● WHAT TO PRODUCE:
Each record below should be output verbatim, without pictures.

● DATA ENTRIES:
▬▬▬▬▬▬▬▬▬▬

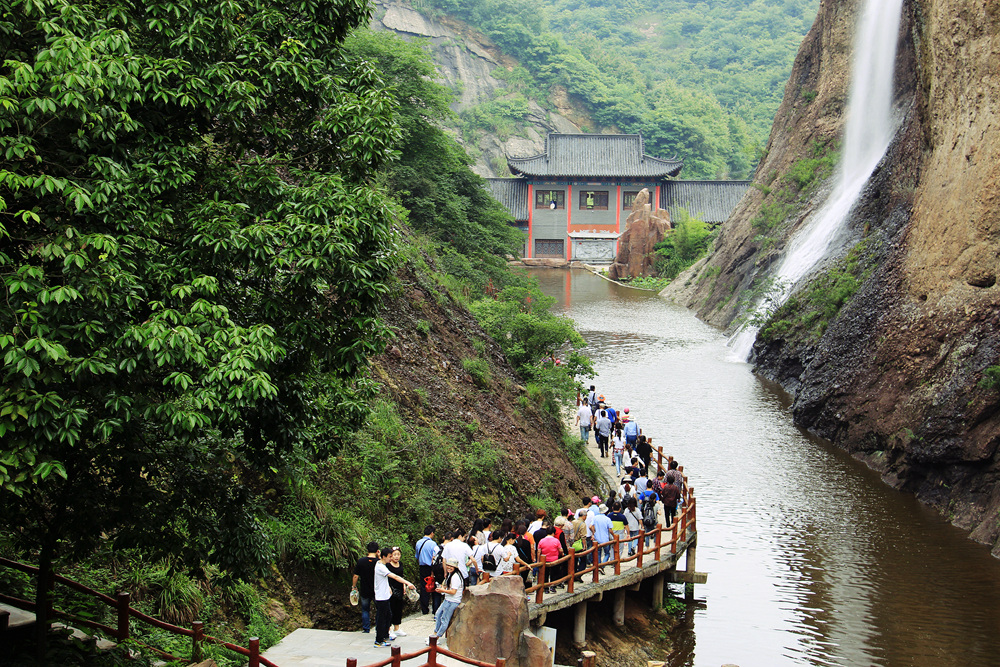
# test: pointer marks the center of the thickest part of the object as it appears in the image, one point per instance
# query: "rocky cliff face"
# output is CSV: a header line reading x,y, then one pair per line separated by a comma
x,y
891,366
466,61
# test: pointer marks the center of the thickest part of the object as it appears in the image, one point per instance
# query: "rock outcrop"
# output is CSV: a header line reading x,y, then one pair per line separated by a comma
x,y
465,63
492,622
896,375
644,228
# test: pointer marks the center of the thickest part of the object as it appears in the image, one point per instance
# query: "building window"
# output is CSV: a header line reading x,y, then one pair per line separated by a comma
x,y
628,198
594,200
550,248
545,199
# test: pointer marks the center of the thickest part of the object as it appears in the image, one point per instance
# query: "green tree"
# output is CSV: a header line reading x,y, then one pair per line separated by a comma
x,y
190,231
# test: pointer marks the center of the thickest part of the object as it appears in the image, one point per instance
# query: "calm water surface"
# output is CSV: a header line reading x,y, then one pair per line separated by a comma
x,y
812,560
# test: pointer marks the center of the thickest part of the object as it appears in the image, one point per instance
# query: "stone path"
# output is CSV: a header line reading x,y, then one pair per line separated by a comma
x,y
329,648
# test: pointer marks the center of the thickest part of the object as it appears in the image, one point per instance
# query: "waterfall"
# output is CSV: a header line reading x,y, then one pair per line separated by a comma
x,y
869,128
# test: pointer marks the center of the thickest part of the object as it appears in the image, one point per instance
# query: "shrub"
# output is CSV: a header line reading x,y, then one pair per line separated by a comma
x,y
479,369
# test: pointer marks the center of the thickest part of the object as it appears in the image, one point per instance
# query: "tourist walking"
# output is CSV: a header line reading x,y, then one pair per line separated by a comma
x,y
459,551
550,547
364,583
630,428
585,420
425,549
617,449
602,431
600,532
383,594
451,589
669,495
644,450
633,520
396,600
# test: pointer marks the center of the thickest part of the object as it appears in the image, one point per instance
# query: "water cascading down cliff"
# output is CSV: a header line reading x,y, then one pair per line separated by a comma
x,y
869,129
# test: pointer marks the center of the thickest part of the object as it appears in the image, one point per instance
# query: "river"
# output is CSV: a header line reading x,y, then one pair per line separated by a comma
x,y
811,558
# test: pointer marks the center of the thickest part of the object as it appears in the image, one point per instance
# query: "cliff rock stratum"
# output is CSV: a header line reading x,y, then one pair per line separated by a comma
x,y
886,349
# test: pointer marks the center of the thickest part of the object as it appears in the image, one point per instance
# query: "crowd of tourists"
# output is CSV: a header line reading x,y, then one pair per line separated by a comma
x,y
506,547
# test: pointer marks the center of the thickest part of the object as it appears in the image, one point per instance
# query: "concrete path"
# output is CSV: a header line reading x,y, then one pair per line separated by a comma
x,y
329,648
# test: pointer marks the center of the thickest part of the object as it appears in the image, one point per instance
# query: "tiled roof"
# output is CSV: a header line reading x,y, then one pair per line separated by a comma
x,y
711,201
512,193
615,155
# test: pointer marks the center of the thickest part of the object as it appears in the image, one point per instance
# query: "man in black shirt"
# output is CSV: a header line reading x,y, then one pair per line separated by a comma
x,y
364,583
644,450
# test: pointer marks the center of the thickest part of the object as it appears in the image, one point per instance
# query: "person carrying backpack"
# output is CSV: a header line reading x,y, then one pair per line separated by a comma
x,y
425,549
650,516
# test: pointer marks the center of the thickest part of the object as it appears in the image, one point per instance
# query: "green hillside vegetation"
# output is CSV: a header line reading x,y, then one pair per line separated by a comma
x,y
214,220
699,80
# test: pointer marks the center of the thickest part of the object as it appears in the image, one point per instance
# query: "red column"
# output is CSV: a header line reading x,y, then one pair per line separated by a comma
x,y
618,217
569,220
531,210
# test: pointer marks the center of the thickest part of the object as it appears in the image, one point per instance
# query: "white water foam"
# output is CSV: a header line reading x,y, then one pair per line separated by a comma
x,y
869,129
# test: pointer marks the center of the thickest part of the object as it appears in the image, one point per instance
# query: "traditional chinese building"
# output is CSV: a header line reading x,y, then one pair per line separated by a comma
x,y
572,200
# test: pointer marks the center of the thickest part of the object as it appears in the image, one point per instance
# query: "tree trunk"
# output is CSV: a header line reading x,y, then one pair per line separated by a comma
x,y
43,599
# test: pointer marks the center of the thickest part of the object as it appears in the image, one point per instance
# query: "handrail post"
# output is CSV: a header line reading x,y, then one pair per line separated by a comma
x,y
541,581
123,616
199,634
431,653
572,570
254,652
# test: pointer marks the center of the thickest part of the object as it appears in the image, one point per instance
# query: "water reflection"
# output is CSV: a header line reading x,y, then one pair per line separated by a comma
x,y
812,560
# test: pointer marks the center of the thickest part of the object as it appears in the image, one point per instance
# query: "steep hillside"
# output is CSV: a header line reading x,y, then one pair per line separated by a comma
x,y
891,349
472,66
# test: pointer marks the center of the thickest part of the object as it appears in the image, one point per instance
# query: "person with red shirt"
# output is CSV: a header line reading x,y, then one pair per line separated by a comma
x,y
550,547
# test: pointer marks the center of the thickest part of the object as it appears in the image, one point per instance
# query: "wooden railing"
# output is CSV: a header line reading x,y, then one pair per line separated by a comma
x,y
679,531
432,652
125,613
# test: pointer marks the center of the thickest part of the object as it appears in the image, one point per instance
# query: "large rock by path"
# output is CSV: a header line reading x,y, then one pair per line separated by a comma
x,y
644,228
492,622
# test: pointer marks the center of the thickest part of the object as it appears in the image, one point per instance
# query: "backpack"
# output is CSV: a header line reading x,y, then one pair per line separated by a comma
x,y
648,515
489,560
437,568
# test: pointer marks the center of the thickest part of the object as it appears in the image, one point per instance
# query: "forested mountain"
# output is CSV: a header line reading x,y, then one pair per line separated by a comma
x,y
700,80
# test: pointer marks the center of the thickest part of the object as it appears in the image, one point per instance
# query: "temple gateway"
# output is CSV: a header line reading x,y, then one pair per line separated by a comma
x,y
572,200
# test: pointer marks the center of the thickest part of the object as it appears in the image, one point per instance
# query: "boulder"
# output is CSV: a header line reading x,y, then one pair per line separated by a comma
x,y
492,622
644,228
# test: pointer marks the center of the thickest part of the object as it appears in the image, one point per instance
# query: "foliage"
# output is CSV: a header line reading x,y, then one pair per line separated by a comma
x,y
784,196
651,283
991,378
673,606
191,232
479,369
432,180
811,311
689,241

▬▬▬▬▬▬▬▬▬▬

● TASK RESULT:
# test: pointer marks the center of the thickest part of the object as it appears in the image, one point per instance
# query: "rocky cliff face"
# output is CSV: a header line reading x,y, then one pair per line separated by a comma
x,y
891,366
466,61
# test: pointer marks the center of the thickest part of the object as it appears in the image, one point per instance
# query: "rock outcrop"
# output is CSV: a header line reading x,y, then one pair per line separated by a comma
x,y
465,63
492,622
896,375
644,228
# test: pointer marks the center of the thickest part of the object as it appears in the image, one point per instance
# query: "building window"
# output is CSV: a header line reading x,y, then one pair per line separated by a comma
x,y
628,198
594,200
550,248
545,199
# test: pointer marks the center of the thickest part of the object as it appears in the image, one point per instance
# query: "green tree"
# output is CSV: a header line reading x,y, then one pair per line separated by a comma
x,y
190,231
# test: pointer marks the center of the thickest part of the object as it appears in the image, one point per instance
# query: "calm water surface"
# output is CSV: a header line reading x,y, then one pair per line separated by a comma
x,y
812,560
# test: pointer marks the center of the thickest part of the object as it appears in the image, one point per instance
# query: "stone path"
# output is CSV: a header line reading x,y, then one pair per line separated by a comma
x,y
329,648
# test: pointer marks the center of the thickest part of the object as it appears in the image, one point per instance
# query: "waterfall"
# output is CSV: a header line reading x,y, then one pair per line separated by a comma
x,y
869,128
# test: pointer marks the center of the thickest part of the object as it appears in the image, one point per instance
# query: "shrub"
# output is CSV: a header line reading x,y, then one pair per line separated by a comma
x,y
479,369
# test: pointer marks the center of the thickest part of the object as it appears in the image, one point per instance
# query: "tourist walking"
# output is CSV: a header line reading x,y, then one pair per line separated by a comma
x,y
459,551
550,547
364,583
630,428
585,420
425,549
617,449
602,431
600,532
383,594
451,589
669,495
644,450
633,520
396,600
# test: pointer marks the center of the thickest part of the object as it appears in the image, one point per instance
# query: "water cascading down cliff"
# output is CSV: a header line reading x,y, then one pair per line separated by a comma
x,y
869,129
# test: pointer marks the center of the thickest part of the object as it appears in the image, one point per instance
# query: "river"
# output is CSV: a header line reading x,y, then one pair per line separated by a comma
x,y
811,558
# test: pointer marks the center of the thickest part of the object as it appears in the image, one point per instance
# query: "cliff rock stratum"
# output is CSV: a header line reading x,y, then one pair per line separated by a comma
x,y
886,349
# test: pointer marks the center of the thickest part of the object as it appears in the image, one point per instance
# query: "crowd of tourists"
# output is CSV: a header line reading x,y, then one pair per line separated by a comma
x,y
506,547
# test: pointer marks the center of the thickest part of the object as it appears in the image, one point per instance
# query: "concrete path"
# output is CSV: a header line reading x,y, then one pair per line separated by a comma
x,y
329,648
# test: pointer marks the center of the thickest part of the object as it appears in the image, one point per instance
# query: "tiled roof"
# output is CSV: a header line reading x,y, then one pair per line separated by a comma
x,y
711,201
512,193
615,155
# test: pointer marks the center of the thickest part of the object as it appears in the image, one point per instance
# query: "man in black shirt"
# output is CSV: a header line reading x,y, then one pair per line separated by a comma
x,y
364,583
644,450
# test: pointer marks the center of the thickest part of the object as it appears in the image, one point per instance
# query: "person carrying backpack"
# output is CSV: a header line reading x,y, then one pair per line separated by a comma
x,y
425,549
650,516
# test: pointer marks the center of the thickest part of the object as it appears in the image, one point per instance
# query: "green hillside vegetation"
# output is CSV: a header line reading x,y, then one pair per line separated by a comma
x,y
214,220
699,80
# test: pointer marks the center of the thickest part of the object as it appears in the image, one point per instance
# query: "red column"
# output is CSV: a header line reading x,y, then one pair per line separated by a comma
x,y
618,217
569,220
531,210
# test: pointer marks the center of the thickest part of the object as it appears in the image, one point per instance
# query: "white water foam"
# output is CSV: a header line reading x,y, then one pair per line separated by a comma
x,y
869,129
# test: pointer marks the center of the thickest part of the object as it appears in the image, one point per instance
# query: "traditional chinese building"
# output is CSV: a header line reading x,y, then one pair per line separated by a comma
x,y
572,200
# test: pointer marks the center of the thickest part of the object as it appears in the image, one point per instance
# query: "tree trunk"
# output is CSV: a header line reading x,y, then one pair per line separated by a comma
x,y
43,599
# test: pointer marks the center of the thickest part of the object as it appears in the image, one point per instance
# query: "handrail post"
# output is CSV: a header line reading x,y, then one pair per line separated by a comma
x,y
541,581
123,616
199,634
431,653
572,570
254,652
# test: pointer marks the center of the thickest part of the object as it appears in the image, one point per instance
# query: "water reflection"
# output is CSV: a header line reading x,y, then one pair per line separated by a comma
x,y
812,560
# test: pointer marks the center of the thickest part of the object as it appears in the image, one point per instance
# query: "steep hillside"
# output is CSV: a header line reading x,y, then one pair per line separated by a comma
x,y
891,349
472,66
# test: pointer marks the center of the thickest part of the object as it appears in the image, one point per instance
# query: "person with red shirt"
# output is CSV: a header line reading x,y, then one pair per line separated by a comma
x,y
550,547
# test: pointer marks the center of the thickest part of the object as it appears in the image, one point per instance
# query: "wooden railing"
# output is CSV: a header line reading x,y, then one pair per line separated by a comma
x,y
679,531
432,652
125,613
# test: pointer marks the center of the thickest part of the object as it appears in the image, one point per instance
# query: "large rock by path"
# output is CSV: a header line reading x,y, then one pair per line separated by a comma
x,y
644,228
492,622
# test: pointer marks the center of the thickest part of the object as it appears in the image, one point per instance
# query: "backpack"
# output is CSV: a header line reading x,y, then one pair per line separated by a comma
x,y
648,515
489,560
437,568
# test: pointer marks the center of the thickest part of the object as it appears in the image, one point per instance
# query: "forested mountain"
# output is CSV: a header line reading x,y, then one pair per line separated by a comma
x,y
700,80
# test: pointer marks the center of the thickest part of the object as it appears in the image, one point per instance
# query: "temple gateway"
# output is CSV: a header line reading x,y, then one pair per line separated by a comma
x,y
572,200
# test: pointer marks the center of the thickest part of the object as it appears in the image, one point per instance
# query: "boulder"
# output is CSV: a header line reading x,y, then one pair per line separated by a comma
x,y
492,622
644,228
# test: pointer marks the center of the thickest part of the object as it appears in the image, one point per instance
# query: "foliage"
# output is CSV: a header line reading x,y, then one pair per line separated by a comma
x,y
784,196
651,283
991,378
673,606
191,232
479,369
432,180
811,311
689,241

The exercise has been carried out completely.